§ Seu objetivo
Formate como uma lista JSON de strings, uma por linha e sem as linhas em branco, as linhas dos itens desde o início até a linha que contém "56L28 57L27 52L20", inclusive. Deixe as imagens de fora da resposta.

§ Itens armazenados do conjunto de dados
○ ○ ○

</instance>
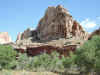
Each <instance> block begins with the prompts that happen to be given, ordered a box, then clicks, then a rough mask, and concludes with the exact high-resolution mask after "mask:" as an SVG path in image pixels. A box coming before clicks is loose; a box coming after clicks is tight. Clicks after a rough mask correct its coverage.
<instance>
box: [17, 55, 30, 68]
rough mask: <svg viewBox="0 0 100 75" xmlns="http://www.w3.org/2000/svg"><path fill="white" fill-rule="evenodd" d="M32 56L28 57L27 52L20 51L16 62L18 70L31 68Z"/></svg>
mask: <svg viewBox="0 0 100 75" xmlns="http://www.w3.org/2000/svg"><path fill="white" fill-rule="evenodd" d="M31 62H32V57H28V56H27V54H21V53H19V57H18V59H17V62H16V69H17V70H29V69H30V68H31V64H32V63H31Z"/></svg>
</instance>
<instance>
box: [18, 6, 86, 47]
mask: <svg viewBox="0 0 100 75" xmlns="http://www.w3.org/2000/svg"><path fill="white" fill-rule="evenodd" d="M87 39H88V33H87V32H85V31H84V29H83V28H82V26H81V25H80V24H79V23H78V22H77V21H76V20H74V19H73V17H72V16H71V15H70V13H69V12H68V10H66V9H65V8H63V7H62V6H61V5H58V6H57V7H48V9H47V10H46V13H45V15H44V16H43V17H42V18H41V19H40V21H39V23H38V26H37V28H36V29H35V30H31V29H30V28H28V29H27V30H25V31H24V32H23V33H19V34H18V37H17V40H16V43H17V44H18V45H19V44H22V45H25V46H26V45H32V46H35V47H36V46H43V45H52V46H64V45H76V44H82V43H83V41H85V40H87Z"/></svg>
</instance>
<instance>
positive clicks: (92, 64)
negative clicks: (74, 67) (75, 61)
mask: <svg viewBox="0 0 100 75" xmlns="http://www.w3.org/2000/svg"><path fill="white" fill-rule="evenodd" d="M99 53H100V36H94V37H93V38H92V39H91V40H89V41H87V42H86V43H84V45H83V46H81V47H80V48H79V49H78V50H77V51H76V54H77V65H78V66H79V67H80V70H81V71H83V72H84V73H85V72H86V73H93V72H98V71H100V54H99Z"/></svg>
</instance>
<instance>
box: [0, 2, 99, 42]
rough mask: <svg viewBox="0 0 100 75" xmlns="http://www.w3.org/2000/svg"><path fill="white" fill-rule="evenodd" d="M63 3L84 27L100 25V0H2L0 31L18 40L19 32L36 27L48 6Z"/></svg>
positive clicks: (78, 21) (0, 20)
mask: <svg viewBox="0 0 100 75" xmlns="http://www.w3.org/2000/svg"><path fill="white" fill-rule="evenodd" d="M58 4H61V5H63V6H64V7H65V8H66V9H68V10H69V12H70V13H71V15H72V16H73V18H74V19H76V20H77V21H78V22H80V24H82V26H83V27H84V29H85V30H86V31H88V32H92V31H93V30H95V29H96V28H98V27H100V26H99V25H100V0H0V32H8V33H9V35H10V36H11V37H12V40H14V41H15V40H16V36H17V34H18V32H23V31H24V30H25V29H27V28H28V27H33V28H36V26H37V24H38V22H39V20H40V18H41V17H42V16H43V15H44V12H45V10H46V8H47V7H48V6H57V5H58Z"/></svg>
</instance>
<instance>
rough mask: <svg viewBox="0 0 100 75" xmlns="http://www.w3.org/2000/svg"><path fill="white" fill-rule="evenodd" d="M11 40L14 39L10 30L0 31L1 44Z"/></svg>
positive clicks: (5, 43) (2, 43)
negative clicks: (11, 38)
mask: <svg viewBox="0 0 100 75" xmlns="http://www.w3.org/2000/svg"><path fill="white" fill-rule="evenodd" d="M11 42H12V40H11V37H10V36H9V34H8V32H0V44H8V43H11Z"/></svg>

○ ○ ○

§ Solução da tarefa
[
  "</instance>",
  "Each <instance> block begins with the prompts that happen to be given, ordered a box, then clicks, then a rough mask, and concludes with the exact high-resolution mask after \"mask:\" as an SVG path in image pixels. A box coming before clicks is loose; a box coming after clicks is tight. Clicks after a rough mask correct its coverage.",
  "<instance>",
  "box: [17, 55, 30, 68]",
  "rough mask: <svg viewBox=\"0 0 100 75\" xmlns=\"http://www.w3.org/2000/svg\"><path fill=\"white\" fill-rule=\"evenodd\" d=\"M32 56L28 57L27 52L20 51L16 62L18 70L31 68Z\"/></svg>"
]